### WHAT IS EXPECTED
Lay out the stretch of data below, from the line containing "Flashcard task. Put a dot on each instance of the side" through the line containing "x=432 y=192", as a Markdown table with the columns Index and Entry: number each line in Index, put the line itself in Entry, and skip any blank lines.

### ITEMS

****************

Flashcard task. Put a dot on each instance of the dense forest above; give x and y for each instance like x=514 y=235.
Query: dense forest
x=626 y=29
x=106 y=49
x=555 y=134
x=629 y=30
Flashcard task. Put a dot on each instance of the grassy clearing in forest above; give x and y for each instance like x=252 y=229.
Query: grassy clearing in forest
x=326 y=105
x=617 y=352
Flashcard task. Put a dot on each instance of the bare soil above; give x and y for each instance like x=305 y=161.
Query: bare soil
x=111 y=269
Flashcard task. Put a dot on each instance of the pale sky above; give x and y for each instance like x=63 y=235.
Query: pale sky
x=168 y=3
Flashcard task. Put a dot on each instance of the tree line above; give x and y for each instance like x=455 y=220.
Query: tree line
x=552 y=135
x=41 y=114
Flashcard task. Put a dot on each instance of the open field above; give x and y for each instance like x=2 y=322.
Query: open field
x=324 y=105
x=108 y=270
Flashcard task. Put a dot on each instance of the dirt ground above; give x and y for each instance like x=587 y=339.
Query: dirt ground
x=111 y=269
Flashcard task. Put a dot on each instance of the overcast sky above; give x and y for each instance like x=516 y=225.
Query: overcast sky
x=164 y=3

****************

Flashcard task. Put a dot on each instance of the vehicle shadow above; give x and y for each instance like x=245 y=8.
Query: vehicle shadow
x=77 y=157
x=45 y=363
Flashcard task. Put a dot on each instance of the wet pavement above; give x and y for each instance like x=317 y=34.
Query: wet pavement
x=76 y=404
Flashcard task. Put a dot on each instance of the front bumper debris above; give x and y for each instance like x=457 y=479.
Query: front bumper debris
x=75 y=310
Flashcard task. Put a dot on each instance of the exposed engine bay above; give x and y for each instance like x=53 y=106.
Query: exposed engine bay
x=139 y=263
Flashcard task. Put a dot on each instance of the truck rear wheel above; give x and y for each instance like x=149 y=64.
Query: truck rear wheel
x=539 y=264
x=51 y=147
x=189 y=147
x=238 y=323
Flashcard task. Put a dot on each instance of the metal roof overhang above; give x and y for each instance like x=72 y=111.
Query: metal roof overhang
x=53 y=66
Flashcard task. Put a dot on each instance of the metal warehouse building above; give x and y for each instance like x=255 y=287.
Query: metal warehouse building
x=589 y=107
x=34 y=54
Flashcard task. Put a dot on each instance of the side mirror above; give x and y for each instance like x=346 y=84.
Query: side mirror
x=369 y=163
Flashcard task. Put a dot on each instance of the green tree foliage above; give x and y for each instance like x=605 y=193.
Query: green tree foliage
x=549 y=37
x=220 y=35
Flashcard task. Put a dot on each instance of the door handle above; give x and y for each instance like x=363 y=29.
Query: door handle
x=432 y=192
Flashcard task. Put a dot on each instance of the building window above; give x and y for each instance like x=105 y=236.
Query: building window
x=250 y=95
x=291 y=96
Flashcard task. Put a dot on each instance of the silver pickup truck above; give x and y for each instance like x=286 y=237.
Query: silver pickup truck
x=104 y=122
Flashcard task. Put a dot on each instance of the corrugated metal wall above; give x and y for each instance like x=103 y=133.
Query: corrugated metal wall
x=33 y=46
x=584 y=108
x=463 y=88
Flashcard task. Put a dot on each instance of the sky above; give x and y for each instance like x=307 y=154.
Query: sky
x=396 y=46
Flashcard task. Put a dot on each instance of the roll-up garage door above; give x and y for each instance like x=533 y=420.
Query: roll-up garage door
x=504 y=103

****************

### WORKED ANSWER
| Index | Entry |
|---|---|
| 1 | Flashcard task. Put a dot on each instance of the side mirror above; give x and y for each instance like x=346 y=84. |
| 2 | Query: side mirror |
| 3 | x=369 y=163 |
| 4 | Flashcard task. Put a dot on each instance of the green tree foliage above; give x and y for each instance like x=605 y=193. |
| 5 | Query: green tree foliage |
| 6 | x=549 y=37 |
| 7 | x=220 y=35 |
| 8 | Flashcard task. Put a dot on each instance of the door handle above; give x and y for each instance like x=363 y=29. |
| 9 | Query: door handle |
| 10 | x=432 y=192 |